• [Exercise details]:
Stop after the line with "pixel 5 280."; until then, please copy every line of the records word for word from the first.

• [Dataset]:
═══
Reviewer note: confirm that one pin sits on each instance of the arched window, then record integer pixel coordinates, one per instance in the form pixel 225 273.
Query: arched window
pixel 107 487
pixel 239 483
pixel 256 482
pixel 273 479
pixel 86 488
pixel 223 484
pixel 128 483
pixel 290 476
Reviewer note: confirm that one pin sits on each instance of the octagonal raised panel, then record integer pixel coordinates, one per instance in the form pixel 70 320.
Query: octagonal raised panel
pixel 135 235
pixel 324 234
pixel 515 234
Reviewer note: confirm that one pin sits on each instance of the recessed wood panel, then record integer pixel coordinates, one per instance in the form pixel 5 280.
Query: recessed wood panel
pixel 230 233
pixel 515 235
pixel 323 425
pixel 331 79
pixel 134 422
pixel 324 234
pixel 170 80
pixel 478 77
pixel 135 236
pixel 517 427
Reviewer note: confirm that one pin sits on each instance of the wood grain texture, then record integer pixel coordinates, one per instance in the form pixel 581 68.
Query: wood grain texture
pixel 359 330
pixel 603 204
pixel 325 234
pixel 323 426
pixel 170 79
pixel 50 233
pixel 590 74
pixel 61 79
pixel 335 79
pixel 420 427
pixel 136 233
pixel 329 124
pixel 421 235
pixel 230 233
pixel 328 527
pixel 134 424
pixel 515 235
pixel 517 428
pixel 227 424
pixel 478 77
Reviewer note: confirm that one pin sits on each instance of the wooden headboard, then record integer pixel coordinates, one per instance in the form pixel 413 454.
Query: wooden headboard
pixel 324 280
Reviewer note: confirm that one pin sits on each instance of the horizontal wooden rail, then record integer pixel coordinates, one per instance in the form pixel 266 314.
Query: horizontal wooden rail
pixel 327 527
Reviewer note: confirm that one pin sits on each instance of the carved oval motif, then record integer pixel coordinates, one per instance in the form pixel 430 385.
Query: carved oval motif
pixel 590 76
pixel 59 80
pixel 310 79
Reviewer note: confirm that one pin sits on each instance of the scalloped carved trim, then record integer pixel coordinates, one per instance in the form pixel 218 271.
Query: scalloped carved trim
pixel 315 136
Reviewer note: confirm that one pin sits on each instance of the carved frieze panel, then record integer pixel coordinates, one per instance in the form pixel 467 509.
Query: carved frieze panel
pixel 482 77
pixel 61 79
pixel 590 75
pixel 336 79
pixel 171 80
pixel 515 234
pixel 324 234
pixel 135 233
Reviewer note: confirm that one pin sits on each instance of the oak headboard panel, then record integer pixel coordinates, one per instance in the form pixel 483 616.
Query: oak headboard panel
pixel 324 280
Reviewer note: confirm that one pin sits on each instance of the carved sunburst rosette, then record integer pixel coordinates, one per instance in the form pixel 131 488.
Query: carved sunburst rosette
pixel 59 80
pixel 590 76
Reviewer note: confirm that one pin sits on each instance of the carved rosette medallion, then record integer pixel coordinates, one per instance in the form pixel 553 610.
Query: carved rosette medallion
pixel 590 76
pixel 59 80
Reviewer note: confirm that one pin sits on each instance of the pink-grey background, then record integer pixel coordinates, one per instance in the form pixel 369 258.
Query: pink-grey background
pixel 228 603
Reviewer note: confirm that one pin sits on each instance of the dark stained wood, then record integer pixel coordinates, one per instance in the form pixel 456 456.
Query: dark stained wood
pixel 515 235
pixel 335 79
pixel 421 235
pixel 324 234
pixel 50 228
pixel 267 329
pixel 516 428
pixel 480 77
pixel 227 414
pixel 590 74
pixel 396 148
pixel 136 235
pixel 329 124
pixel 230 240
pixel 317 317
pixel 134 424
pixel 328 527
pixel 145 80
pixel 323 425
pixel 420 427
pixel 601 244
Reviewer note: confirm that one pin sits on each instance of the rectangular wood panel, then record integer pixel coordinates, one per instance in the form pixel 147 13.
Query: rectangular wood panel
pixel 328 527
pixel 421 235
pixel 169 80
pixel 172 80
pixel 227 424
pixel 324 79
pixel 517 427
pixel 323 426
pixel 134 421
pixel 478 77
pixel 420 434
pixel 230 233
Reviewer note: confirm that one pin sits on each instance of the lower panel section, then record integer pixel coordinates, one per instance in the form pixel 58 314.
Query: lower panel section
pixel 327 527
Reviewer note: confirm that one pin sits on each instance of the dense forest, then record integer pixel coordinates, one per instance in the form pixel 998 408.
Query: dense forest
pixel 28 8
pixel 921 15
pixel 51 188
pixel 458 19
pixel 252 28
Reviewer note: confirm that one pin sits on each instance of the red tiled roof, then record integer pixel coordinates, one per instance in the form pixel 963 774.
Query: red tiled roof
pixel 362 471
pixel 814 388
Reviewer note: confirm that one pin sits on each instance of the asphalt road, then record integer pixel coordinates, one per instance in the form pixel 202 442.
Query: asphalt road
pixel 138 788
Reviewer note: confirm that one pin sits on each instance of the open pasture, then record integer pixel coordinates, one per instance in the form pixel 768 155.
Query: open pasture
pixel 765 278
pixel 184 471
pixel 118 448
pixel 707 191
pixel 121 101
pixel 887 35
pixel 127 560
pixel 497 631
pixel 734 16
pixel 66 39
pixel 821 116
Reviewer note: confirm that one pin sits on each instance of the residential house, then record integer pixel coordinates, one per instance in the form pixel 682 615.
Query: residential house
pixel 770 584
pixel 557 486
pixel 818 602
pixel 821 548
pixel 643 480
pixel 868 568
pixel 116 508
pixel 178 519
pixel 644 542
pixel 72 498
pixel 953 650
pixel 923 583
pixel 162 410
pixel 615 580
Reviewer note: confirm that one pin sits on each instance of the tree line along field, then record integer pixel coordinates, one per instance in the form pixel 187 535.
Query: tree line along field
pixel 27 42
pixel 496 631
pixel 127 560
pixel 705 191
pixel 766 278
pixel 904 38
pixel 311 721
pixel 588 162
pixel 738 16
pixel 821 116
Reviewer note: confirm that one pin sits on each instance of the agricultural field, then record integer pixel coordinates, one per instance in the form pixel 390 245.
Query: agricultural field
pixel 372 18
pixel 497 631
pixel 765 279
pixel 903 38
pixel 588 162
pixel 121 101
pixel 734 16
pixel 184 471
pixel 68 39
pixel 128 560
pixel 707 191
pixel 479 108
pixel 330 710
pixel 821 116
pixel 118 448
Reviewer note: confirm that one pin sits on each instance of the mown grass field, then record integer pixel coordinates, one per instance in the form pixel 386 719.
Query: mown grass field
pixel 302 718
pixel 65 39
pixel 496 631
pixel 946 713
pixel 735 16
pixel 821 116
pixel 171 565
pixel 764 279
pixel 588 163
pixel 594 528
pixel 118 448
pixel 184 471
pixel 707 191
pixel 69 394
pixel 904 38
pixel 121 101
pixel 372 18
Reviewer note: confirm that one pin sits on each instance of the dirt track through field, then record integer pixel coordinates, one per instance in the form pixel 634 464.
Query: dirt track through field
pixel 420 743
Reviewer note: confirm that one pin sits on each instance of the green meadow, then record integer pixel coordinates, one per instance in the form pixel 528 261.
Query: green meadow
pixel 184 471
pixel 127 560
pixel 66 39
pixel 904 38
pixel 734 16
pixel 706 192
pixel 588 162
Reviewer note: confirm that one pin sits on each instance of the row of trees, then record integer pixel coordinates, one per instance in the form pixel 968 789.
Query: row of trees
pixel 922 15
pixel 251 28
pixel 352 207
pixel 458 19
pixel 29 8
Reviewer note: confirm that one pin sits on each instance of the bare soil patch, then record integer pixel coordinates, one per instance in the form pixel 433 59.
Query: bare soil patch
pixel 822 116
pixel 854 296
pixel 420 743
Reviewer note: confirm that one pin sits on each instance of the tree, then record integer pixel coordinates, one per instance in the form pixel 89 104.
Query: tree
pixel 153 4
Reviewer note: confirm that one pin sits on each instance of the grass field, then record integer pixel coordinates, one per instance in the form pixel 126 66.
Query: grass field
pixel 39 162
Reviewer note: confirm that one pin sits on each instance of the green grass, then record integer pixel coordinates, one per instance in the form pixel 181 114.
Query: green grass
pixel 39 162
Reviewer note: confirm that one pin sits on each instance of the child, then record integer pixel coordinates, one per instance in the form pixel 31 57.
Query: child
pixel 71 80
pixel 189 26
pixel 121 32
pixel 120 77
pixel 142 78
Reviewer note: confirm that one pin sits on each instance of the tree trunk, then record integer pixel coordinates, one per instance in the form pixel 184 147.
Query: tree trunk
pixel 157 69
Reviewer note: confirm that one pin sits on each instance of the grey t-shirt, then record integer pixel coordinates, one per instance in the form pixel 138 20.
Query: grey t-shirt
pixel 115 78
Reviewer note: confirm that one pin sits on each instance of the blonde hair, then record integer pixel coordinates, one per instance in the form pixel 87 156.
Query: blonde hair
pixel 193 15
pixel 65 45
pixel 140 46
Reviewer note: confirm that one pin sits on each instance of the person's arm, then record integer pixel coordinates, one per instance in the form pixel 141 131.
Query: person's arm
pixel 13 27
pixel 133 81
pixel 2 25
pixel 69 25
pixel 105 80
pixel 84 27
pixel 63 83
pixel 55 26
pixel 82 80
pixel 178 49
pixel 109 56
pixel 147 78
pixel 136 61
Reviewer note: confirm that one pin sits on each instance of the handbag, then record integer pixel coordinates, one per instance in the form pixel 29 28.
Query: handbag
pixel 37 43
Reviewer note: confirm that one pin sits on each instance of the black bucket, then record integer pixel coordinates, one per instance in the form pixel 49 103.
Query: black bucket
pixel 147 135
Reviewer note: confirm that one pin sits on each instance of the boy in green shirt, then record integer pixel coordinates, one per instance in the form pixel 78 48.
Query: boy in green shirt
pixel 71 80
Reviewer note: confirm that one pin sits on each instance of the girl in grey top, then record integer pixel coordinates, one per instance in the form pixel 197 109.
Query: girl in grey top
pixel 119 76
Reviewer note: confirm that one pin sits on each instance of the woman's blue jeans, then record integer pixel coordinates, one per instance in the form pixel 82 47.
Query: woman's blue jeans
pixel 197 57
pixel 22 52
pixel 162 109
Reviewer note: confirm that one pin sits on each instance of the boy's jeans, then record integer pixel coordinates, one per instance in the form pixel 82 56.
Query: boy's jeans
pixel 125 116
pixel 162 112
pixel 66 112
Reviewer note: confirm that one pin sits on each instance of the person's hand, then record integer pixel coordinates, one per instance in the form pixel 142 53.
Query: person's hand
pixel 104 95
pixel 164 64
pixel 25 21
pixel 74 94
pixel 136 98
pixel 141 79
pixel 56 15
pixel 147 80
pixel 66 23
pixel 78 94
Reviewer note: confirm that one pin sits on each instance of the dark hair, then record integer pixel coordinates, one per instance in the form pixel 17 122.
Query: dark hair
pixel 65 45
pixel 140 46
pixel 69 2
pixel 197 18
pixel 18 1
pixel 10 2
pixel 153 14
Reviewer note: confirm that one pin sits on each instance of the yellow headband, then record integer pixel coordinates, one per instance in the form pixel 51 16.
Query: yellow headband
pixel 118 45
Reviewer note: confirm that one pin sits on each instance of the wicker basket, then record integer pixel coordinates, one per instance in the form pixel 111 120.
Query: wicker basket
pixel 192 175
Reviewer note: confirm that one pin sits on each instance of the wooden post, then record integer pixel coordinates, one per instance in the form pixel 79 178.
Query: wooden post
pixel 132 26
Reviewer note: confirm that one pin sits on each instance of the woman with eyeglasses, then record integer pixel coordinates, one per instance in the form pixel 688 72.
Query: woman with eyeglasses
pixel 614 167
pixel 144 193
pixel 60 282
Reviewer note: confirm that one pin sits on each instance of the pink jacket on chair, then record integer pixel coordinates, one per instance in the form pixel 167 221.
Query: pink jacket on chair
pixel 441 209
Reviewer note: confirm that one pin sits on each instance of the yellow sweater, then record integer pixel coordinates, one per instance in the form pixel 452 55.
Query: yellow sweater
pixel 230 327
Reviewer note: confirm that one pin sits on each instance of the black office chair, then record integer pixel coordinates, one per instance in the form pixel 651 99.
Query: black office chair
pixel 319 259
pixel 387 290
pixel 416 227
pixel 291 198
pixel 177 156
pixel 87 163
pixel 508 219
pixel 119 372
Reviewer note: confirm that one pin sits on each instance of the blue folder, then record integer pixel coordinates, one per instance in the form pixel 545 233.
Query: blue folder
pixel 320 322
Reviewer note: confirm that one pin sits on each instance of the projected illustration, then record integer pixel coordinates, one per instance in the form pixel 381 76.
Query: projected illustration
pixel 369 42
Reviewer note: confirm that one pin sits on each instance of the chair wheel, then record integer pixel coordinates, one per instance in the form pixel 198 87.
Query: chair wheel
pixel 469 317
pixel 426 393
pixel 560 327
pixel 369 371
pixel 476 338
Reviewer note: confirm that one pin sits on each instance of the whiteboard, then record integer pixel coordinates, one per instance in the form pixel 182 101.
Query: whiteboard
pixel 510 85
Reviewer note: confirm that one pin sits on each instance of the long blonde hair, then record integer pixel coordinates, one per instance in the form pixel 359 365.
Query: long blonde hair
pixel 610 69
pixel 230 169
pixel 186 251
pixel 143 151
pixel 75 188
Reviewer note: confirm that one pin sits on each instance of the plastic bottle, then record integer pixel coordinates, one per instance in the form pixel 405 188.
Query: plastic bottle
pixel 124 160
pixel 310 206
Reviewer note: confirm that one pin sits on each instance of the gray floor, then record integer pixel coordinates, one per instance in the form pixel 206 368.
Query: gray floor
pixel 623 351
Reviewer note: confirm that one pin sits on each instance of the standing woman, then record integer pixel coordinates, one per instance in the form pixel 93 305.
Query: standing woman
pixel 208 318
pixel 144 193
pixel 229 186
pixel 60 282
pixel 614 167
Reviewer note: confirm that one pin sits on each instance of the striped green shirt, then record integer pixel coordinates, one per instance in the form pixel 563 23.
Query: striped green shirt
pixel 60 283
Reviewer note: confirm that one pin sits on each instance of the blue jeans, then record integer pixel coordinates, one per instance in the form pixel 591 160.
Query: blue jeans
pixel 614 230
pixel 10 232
═══
• [Exercise answer]:
Reviewer note: confirm that one pin sits on each instance of the arched window, then record integer pixel coordinates, one per instance in the form pixel 225 273.
Query: arched window
pixel 107 487
pixel 239 483
pixel 256 482
pixel 273 479
pixel 86 488
pixel 223 484
pixel 128 483
pixel 290 476
Reviewer note: confirm that one pin sits on each instance of the octagonal raised panel, then record integer pixel coordinates, one per instance in the form pixel 70 320.
Query: octagonal raised panel
pixel 135 235
pixel 324 234
pixel 515 234
Reviewer note: confirm that one pin sits on each instance of the recessed wood panel, then record integer pixel coordinates, one per instance in the form pixel 5 280.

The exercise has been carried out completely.